━━ Data records

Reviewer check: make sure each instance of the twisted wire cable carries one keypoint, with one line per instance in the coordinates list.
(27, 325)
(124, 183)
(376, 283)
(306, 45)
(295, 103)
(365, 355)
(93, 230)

━━━━
━━ Data records

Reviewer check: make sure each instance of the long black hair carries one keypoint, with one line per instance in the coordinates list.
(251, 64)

━━━━
━━ Data records

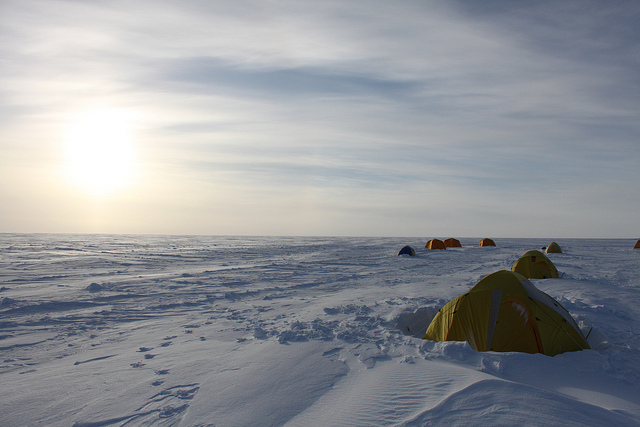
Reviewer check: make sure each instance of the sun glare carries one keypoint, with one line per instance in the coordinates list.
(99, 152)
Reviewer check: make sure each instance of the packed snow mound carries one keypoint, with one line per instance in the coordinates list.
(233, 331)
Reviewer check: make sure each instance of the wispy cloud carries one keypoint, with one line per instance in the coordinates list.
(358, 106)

━━━━

The task: Find every line in the entries above that contains the word "wispy" and copy each one out in full. Case counts.

Answer to this problem:
Reviewer check: make sure each instance of the wispy cloud carries one keypoint, with one line per instance in the coordinates list.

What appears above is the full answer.